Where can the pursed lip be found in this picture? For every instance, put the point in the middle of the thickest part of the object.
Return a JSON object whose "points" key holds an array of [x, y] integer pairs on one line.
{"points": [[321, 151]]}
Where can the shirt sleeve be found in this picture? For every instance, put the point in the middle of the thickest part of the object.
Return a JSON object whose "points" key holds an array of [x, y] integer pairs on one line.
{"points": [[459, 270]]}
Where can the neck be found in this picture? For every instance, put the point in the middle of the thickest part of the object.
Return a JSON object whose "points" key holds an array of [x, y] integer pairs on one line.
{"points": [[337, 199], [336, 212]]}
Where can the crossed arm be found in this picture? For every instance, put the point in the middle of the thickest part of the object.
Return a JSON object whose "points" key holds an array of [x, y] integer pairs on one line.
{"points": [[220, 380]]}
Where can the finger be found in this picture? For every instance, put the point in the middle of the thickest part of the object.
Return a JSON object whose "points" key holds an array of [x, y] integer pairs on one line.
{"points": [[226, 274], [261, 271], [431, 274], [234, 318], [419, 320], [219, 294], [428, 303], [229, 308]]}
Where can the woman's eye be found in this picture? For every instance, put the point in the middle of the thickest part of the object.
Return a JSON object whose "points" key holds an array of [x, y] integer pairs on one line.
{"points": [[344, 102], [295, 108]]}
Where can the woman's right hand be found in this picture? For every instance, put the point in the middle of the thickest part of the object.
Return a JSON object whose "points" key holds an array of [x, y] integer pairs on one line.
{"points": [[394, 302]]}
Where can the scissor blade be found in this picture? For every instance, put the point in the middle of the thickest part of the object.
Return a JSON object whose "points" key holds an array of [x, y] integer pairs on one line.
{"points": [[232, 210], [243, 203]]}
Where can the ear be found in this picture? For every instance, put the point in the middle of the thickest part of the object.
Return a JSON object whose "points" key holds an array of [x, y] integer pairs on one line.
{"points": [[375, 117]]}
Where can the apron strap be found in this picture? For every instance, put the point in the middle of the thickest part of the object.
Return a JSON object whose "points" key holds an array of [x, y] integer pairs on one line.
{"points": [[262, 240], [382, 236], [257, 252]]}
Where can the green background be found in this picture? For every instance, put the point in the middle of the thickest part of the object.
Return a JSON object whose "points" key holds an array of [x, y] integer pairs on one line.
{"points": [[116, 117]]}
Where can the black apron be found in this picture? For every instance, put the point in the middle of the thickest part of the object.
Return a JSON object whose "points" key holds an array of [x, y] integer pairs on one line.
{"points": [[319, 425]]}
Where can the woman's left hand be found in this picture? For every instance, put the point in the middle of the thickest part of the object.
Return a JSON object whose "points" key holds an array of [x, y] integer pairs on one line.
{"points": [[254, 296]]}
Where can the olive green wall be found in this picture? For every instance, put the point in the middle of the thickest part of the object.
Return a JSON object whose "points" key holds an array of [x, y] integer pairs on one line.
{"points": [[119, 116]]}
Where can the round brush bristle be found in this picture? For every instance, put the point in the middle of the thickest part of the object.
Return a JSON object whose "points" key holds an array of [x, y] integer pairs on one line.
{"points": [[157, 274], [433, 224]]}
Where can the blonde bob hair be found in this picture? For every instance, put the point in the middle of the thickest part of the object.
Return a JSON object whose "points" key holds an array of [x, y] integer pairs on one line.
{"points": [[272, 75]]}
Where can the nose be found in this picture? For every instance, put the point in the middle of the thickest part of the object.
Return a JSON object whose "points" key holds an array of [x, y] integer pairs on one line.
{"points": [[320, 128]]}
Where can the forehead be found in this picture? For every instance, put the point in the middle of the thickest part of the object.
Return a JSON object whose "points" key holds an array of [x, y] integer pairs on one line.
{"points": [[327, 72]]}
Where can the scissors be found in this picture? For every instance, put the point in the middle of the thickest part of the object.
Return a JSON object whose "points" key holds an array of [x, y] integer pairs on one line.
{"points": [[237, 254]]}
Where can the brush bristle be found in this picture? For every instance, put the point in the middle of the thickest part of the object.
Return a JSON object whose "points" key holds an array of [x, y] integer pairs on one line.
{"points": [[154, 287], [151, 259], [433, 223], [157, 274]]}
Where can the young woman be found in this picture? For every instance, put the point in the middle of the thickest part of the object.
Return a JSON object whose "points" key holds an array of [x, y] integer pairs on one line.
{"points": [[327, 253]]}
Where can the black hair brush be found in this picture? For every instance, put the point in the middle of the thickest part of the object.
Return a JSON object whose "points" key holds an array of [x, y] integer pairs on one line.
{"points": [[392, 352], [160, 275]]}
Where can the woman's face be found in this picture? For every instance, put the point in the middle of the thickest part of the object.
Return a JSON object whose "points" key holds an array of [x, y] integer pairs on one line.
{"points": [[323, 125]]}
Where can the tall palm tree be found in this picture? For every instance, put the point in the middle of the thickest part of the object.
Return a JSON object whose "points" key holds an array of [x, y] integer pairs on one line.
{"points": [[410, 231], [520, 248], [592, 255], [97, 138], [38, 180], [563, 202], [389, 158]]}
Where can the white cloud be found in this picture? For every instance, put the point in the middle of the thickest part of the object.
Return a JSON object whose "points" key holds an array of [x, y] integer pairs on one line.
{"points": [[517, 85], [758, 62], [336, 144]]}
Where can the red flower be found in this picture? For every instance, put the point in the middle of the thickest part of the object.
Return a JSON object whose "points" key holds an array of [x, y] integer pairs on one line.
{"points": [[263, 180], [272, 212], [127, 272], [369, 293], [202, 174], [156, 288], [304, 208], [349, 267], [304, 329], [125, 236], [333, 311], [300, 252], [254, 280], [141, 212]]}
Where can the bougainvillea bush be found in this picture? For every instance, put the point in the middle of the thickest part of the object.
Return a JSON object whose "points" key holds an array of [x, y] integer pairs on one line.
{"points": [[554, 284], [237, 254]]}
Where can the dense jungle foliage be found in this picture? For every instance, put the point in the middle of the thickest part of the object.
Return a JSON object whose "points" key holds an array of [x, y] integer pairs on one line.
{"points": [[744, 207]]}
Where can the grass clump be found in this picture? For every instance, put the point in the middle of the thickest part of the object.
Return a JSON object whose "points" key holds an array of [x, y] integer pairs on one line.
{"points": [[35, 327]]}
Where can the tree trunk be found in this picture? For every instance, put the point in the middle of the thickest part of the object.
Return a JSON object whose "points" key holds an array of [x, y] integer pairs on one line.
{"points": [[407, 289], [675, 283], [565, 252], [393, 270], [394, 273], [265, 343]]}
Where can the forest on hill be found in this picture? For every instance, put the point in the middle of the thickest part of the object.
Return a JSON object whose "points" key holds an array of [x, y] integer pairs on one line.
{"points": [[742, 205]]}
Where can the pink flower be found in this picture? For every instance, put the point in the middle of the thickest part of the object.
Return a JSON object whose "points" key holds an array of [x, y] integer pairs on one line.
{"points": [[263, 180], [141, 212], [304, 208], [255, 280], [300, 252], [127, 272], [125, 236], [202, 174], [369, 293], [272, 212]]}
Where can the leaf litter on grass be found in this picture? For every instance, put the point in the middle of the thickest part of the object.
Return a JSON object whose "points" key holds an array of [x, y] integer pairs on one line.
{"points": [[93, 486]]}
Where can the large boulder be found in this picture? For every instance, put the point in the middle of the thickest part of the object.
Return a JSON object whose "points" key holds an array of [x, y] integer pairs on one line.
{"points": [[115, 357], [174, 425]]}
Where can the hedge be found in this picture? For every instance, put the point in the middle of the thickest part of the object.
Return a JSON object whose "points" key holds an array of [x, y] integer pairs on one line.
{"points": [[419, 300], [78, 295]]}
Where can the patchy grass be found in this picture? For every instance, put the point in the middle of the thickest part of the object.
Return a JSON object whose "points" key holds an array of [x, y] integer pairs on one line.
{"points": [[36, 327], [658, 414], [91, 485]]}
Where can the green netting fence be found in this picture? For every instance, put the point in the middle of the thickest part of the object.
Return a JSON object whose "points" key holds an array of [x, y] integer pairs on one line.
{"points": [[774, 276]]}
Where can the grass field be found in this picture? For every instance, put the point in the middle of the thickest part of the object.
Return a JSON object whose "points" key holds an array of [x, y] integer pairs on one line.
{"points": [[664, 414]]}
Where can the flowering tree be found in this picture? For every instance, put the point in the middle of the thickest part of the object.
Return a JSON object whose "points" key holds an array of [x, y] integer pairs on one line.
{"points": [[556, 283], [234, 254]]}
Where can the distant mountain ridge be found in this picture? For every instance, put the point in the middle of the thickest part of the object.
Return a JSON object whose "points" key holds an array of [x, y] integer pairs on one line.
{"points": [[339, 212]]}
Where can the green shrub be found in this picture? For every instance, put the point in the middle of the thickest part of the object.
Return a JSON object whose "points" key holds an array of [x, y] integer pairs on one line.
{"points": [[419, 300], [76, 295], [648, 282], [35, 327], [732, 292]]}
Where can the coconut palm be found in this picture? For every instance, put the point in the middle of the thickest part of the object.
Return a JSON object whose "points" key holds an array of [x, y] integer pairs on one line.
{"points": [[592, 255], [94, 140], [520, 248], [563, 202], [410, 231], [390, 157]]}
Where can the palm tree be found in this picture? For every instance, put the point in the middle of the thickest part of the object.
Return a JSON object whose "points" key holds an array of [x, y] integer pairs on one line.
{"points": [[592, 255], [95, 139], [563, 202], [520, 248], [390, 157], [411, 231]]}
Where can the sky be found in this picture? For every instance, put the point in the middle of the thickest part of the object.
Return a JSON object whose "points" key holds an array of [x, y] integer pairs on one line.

- _Problem_
Take the line holding "Where can the palm" and all lines after it through the end of the data, and set them down exactly.

- _Solution for this task_
Where can the palm tree be found in this picture? For every instance, put the point in the middle of the thickest part of the object.
Return a JSON object whose "points" key holds an array of [x, y] integer pairs on one line.
{"points": [[592, 255], [95, 139], [563, 202], [520, 248], [390, 157], [411, 231]]}
Where can the sky be found in this picture? For every instance, put the point in the middle of the thickest part of the object.
Return a JSON object whose "points" key holds an array of [x, y] integer pairs on one line.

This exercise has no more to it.